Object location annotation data
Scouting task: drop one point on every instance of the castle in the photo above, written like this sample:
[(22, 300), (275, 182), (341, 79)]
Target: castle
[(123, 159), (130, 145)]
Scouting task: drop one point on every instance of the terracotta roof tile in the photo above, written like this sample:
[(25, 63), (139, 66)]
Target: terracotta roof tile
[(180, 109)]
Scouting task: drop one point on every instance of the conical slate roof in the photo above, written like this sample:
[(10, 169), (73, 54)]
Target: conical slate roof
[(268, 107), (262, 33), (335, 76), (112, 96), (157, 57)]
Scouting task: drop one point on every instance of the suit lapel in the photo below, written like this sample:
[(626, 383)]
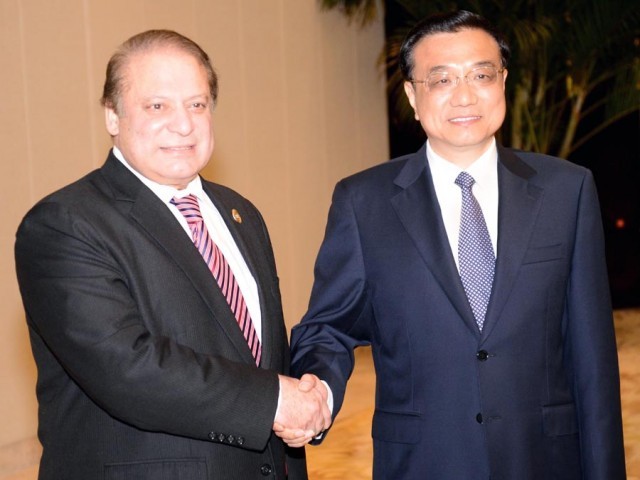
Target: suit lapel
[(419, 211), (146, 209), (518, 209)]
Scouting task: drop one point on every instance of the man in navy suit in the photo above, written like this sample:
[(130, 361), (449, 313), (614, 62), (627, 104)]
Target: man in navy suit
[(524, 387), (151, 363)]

--

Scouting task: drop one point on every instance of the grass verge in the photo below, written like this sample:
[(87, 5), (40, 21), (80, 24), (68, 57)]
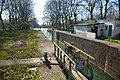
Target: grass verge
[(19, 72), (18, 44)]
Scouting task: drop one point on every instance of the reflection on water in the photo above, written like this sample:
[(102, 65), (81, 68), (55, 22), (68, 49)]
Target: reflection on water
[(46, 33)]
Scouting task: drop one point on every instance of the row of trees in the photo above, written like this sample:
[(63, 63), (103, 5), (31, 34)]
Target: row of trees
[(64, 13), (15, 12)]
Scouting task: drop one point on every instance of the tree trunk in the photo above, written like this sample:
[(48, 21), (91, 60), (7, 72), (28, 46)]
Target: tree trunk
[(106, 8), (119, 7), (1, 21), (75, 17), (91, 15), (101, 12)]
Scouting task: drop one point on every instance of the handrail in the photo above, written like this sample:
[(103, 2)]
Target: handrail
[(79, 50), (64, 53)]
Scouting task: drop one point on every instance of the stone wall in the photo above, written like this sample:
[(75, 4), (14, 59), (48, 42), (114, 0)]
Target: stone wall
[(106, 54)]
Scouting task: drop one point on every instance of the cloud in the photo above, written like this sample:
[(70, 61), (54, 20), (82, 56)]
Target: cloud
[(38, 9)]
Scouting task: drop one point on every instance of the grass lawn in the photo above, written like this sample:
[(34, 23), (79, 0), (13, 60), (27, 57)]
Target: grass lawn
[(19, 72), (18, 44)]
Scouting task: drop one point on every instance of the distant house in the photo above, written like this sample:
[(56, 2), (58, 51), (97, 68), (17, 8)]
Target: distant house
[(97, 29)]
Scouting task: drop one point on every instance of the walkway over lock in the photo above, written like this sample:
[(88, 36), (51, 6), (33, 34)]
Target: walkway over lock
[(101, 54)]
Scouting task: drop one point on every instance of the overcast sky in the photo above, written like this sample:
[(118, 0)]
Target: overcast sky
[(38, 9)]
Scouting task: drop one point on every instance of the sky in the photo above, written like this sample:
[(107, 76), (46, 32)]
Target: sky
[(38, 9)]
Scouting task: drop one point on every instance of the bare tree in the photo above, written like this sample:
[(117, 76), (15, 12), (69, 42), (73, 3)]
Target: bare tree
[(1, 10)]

#### [Exercise details]
Please swap "handrail" for "railing" in the lines starting at the one containing "Scouting task: drop one point on every instance of the row" and ending at the one containing "[(79, 50), (64, 53)]". Give back only those lines, with everything else unchanged.

#### [Completed exercise]
Scouting task: drop one point on every instance of the row of trees in the photo above, written like this sample:
[(63, 63), (103, 5), (31, 34)]
Target: row of trees
[(64, 13), (15, 12)]
Scouting task: drop one point on every instance of the tree trunk in the photo above, written like this sample:
[(48, 21), (91, 60), (7, 72), (28, 46)]
Target: tree trunk
[(106, 8), (119, 7), (1, 21), (75, 17), (91, 15), (101, 12)]
Scouting task: drop one point on every instance of the railing in the photo above, written like this sample:
[(103, 2)]
Target: railing
[(79, 50), (64, 53)]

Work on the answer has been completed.